== SOURCE RECORDS ==

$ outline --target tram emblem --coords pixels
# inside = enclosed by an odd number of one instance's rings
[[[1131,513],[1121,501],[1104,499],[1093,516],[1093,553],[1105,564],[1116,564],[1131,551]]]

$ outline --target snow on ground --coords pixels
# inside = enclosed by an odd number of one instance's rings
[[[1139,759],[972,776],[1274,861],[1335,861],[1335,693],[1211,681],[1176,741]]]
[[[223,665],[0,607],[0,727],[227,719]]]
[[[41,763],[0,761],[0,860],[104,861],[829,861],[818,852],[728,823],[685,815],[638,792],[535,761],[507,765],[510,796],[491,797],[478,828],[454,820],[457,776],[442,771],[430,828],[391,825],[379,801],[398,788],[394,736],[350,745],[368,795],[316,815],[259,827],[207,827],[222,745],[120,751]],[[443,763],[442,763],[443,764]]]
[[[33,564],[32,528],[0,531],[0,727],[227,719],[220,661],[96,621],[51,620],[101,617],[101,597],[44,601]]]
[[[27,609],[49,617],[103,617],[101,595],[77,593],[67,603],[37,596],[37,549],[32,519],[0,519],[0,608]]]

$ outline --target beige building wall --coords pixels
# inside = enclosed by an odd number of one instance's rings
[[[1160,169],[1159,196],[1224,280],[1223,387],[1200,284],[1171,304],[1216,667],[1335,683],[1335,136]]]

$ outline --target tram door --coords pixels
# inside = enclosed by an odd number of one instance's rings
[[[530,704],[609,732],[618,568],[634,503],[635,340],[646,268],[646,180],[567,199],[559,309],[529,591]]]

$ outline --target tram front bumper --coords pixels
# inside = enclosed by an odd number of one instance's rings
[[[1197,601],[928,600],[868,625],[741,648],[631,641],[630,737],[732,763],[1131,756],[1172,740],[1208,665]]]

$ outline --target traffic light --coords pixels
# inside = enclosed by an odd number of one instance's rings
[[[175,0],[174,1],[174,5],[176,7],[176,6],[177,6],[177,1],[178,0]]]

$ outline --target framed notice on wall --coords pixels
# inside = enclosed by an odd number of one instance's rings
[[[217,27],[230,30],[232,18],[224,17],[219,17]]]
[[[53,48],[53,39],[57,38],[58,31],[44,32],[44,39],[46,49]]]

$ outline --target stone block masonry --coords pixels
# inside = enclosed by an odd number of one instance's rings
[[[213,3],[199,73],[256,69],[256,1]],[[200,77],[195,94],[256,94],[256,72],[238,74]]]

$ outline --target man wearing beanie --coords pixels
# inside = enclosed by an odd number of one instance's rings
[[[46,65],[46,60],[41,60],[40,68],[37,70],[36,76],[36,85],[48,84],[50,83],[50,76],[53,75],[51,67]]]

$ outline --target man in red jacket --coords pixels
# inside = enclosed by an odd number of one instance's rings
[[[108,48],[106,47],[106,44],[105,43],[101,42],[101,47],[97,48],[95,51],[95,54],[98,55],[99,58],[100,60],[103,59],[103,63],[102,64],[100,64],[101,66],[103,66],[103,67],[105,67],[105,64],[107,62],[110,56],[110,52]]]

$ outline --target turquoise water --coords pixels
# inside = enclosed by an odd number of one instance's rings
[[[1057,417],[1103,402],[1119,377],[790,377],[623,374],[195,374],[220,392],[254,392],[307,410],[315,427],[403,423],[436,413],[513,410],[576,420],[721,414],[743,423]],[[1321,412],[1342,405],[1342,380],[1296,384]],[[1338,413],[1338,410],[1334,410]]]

===

TO DO
Starting at the line containing "light --coords pixels" and continuing through the end of the listing, reproduce those lines with "man" replaced by "person", leaving all other text unaltered.

SOLUTION FOR THIS TASK
$ outline --target traffic light --coords pixels
# inside = enclosed by an odd number of one instance's rings
[[[175,0],[174,1],[174,5],[176,7],[176,6],[177,6],[177,1],[178,0]]]

$ outline --target framed notice on wall --coords pixels
# inside = enclosed by an odd number of one instance's rings
[[[217,27],[230,30],[232,18],[224,17],[219,17]]]
[[[53,48],[53,39],[57,38],[58,31],[44,32],[44,39],[46,49]]]

$ outline --target stone block masonry --coords pixels
# inside = enclosed by an odd number of one instance's rings
[[[213,3],[199,73],[256,69],[256,1]],[[200,77],[195,94],[256,94],[256,72],[238,74]]]

$ outline --target person wearing beanie --coords pixels
# inside = enclosed by an odd number of one instance's rings
[[[46,65],[46,60],[41,60],[40,68],[37,70],[36,76],[36,85],[48,84],[50,83],[50,76],[53,75],[51,67]]]

$ outline --target person in red jacket --coords pixels
# inside = enclosed by an odd number of one instance's rings
[[[108,48],[106,47],[106,44],[105,43],[101,42],[101,47],[97,48],[95,51],[95,54],[98,55],[99,58],[100,60],[103,59],[103,63],[102,64],[100,64],[101,66],[103,66],[103,67],[105,67],[105,64],[107,62],[110,56],[110,52]]]

$ outline --target turquoise water --coords pixels
# inside = enclosed by an odd number of one instance's rings
[[[1057,417],[1103,402],[1119,377],[790,377],[623,374],[195,374],[220,392],[254,392],[307,410],[315,427],[403,423],[436,413],[513,410],[576,420],[721,414],[743,423]],[[1321,412],[1342,405],[1342,380],[1296,384]],[[1338,413],[1338,410],[1334,410]]]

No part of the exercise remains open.